§ Given instruction: Write out the records from the line with "Box each courtyard garden you can see." to the line with "[265,643,311,715]", substituting "underwater rock" for "submerged rock" and keeping everything else the same.

§ Source data:
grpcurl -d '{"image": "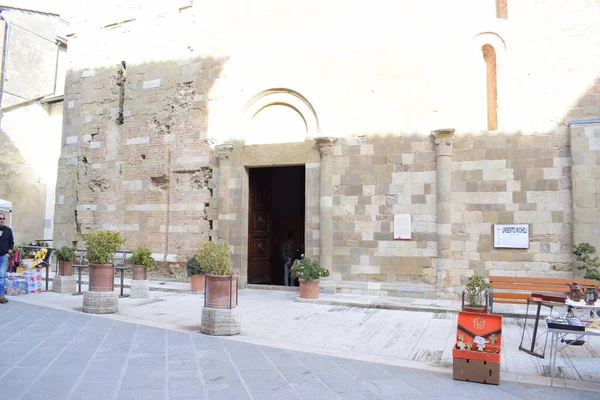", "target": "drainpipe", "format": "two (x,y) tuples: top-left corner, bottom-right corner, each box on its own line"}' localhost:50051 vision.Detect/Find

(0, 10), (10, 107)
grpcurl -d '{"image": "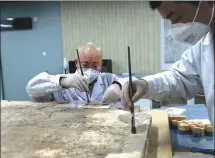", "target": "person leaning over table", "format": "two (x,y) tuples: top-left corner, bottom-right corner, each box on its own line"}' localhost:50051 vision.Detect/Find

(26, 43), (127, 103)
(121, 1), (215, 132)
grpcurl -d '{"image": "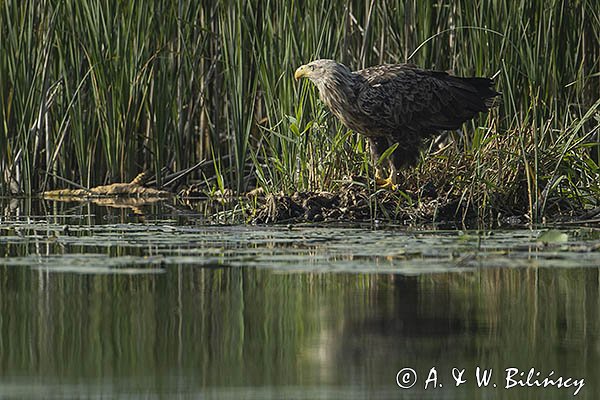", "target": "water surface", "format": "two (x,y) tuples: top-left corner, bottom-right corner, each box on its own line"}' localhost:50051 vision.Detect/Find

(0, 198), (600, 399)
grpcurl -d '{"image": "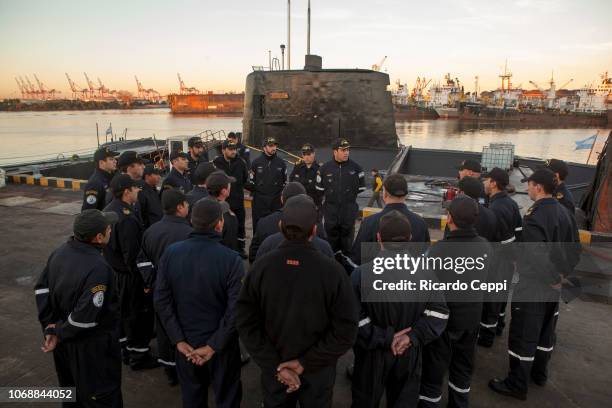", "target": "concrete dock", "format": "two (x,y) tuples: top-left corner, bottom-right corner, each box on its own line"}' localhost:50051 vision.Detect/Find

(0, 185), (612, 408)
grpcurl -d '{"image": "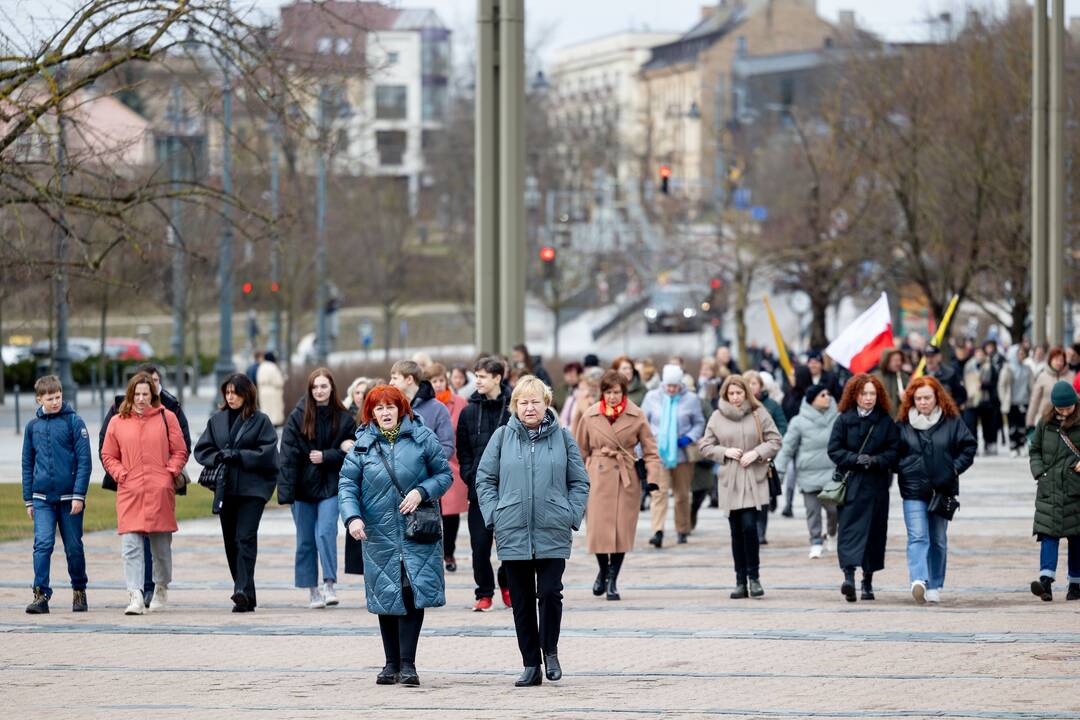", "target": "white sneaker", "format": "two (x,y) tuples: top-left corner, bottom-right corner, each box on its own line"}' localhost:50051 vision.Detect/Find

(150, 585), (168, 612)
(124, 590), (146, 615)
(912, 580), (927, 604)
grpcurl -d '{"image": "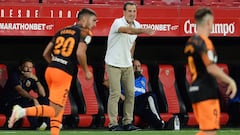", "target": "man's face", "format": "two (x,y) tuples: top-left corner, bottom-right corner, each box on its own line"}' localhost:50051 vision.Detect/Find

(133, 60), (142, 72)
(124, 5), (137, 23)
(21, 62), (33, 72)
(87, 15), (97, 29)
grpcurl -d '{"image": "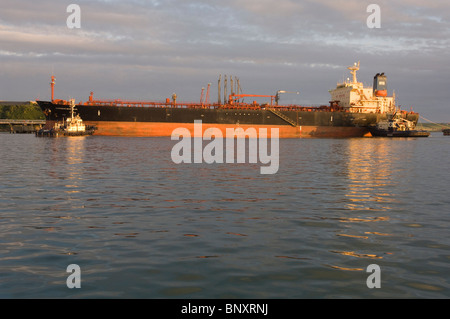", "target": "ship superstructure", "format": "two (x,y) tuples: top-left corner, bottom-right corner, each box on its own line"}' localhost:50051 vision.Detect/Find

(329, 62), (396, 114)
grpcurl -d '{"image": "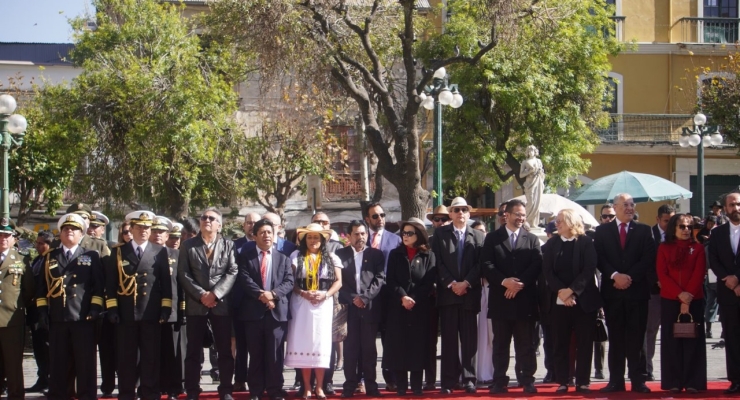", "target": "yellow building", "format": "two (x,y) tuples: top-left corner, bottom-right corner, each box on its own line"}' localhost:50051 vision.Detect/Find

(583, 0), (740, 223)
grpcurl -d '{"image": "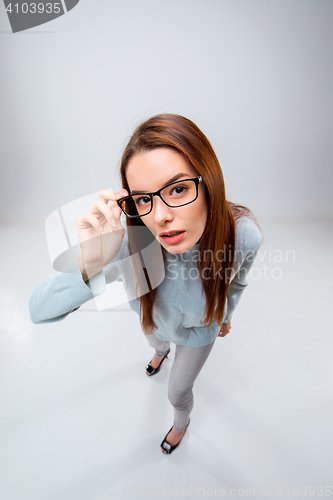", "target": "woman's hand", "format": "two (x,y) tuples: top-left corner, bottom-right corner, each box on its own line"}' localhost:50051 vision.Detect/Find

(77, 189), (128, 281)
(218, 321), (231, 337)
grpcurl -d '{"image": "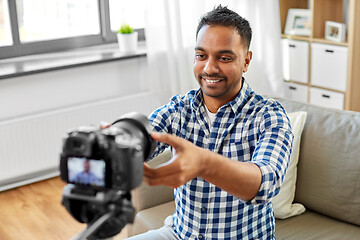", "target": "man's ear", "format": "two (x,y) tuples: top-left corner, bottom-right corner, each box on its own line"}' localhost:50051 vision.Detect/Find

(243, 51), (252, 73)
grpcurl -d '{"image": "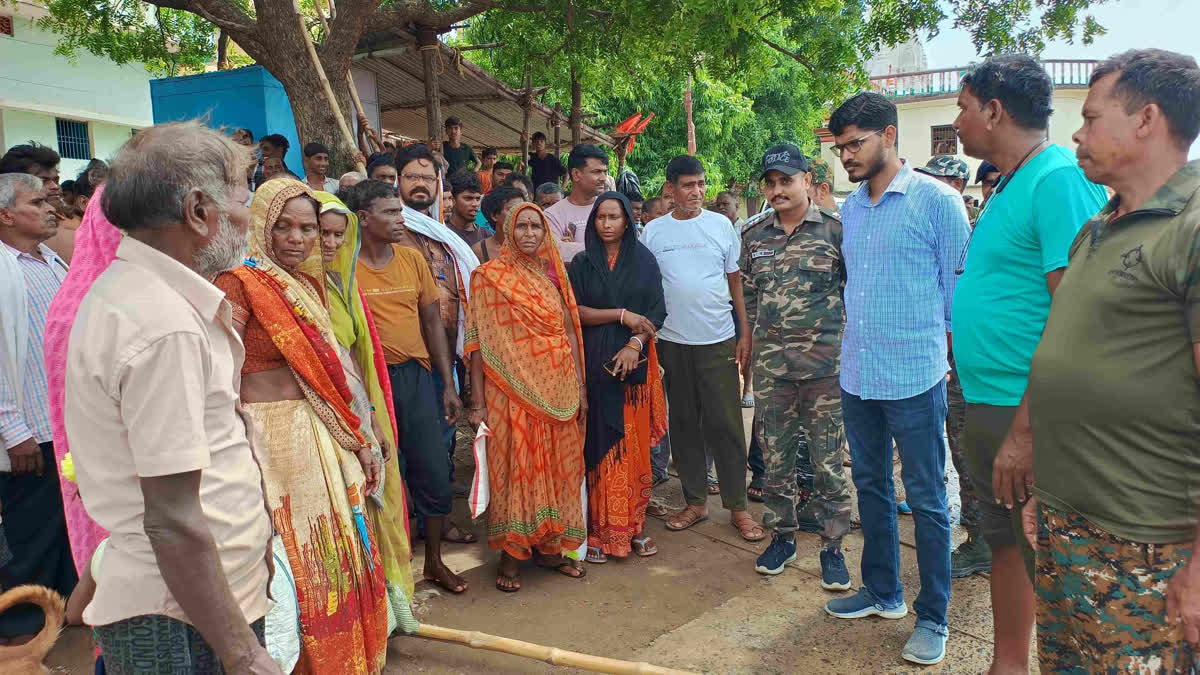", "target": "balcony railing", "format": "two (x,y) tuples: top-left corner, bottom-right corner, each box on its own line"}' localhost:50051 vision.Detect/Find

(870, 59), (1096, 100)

---

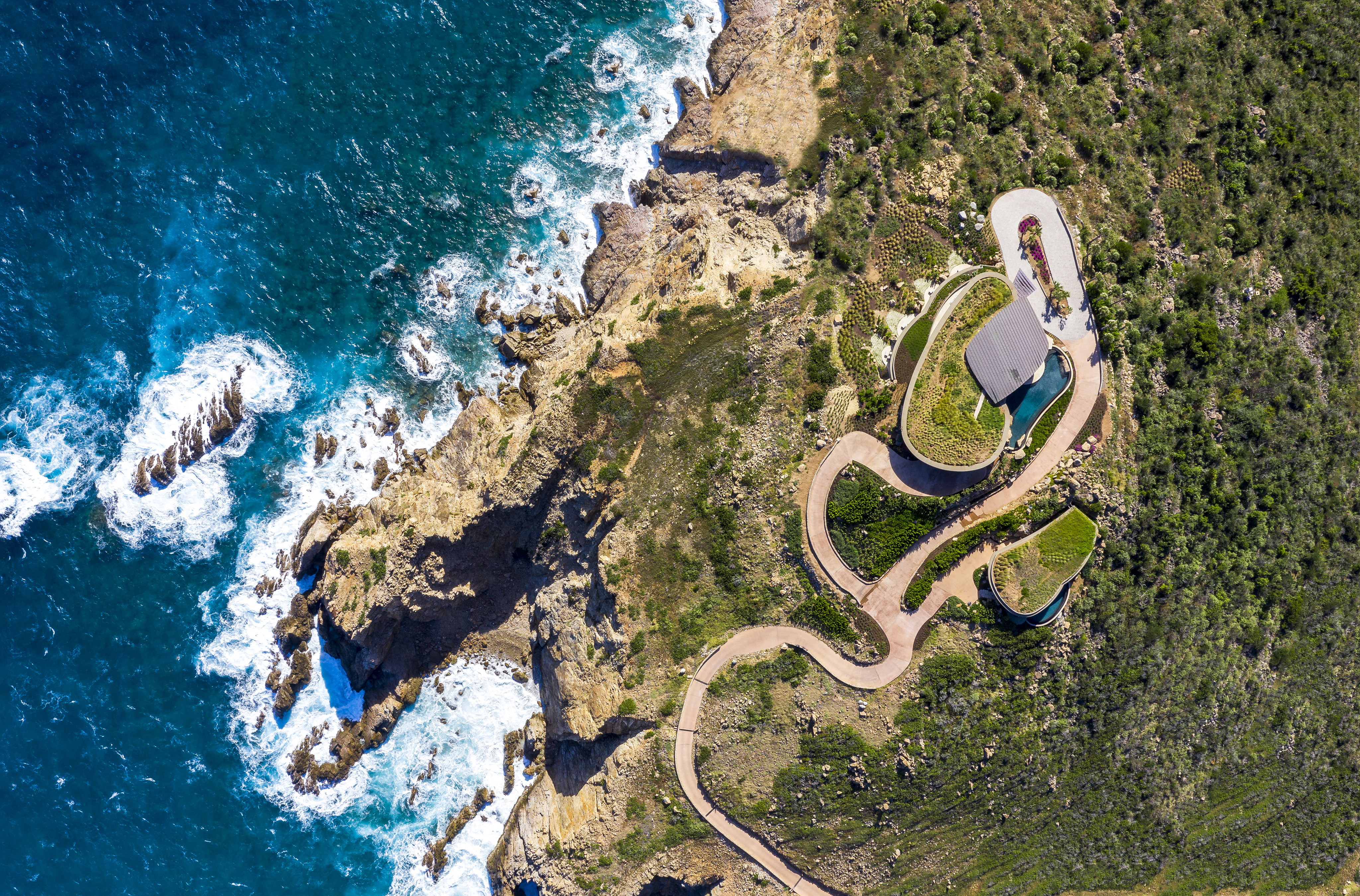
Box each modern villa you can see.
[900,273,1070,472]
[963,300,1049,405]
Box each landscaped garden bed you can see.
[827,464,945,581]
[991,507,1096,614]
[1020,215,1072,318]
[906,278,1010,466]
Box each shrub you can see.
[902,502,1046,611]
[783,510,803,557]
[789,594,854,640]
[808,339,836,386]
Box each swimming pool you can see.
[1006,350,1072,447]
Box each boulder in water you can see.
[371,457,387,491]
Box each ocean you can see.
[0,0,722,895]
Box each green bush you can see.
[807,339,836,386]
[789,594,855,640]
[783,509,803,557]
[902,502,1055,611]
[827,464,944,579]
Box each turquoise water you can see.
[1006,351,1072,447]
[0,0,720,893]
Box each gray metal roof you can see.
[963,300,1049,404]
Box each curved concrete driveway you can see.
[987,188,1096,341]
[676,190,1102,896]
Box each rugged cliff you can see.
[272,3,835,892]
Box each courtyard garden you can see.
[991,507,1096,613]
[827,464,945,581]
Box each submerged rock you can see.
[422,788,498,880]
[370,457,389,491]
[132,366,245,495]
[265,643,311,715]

§ Response below:
Box each courtyard garden you can see.
[991,507,1096,613]
[827,464,945,581]
Box each underwater rock you can see.
[422,788,498,880]
[370,457,389,491]
[132,366,245,495]
[265,643,311,715]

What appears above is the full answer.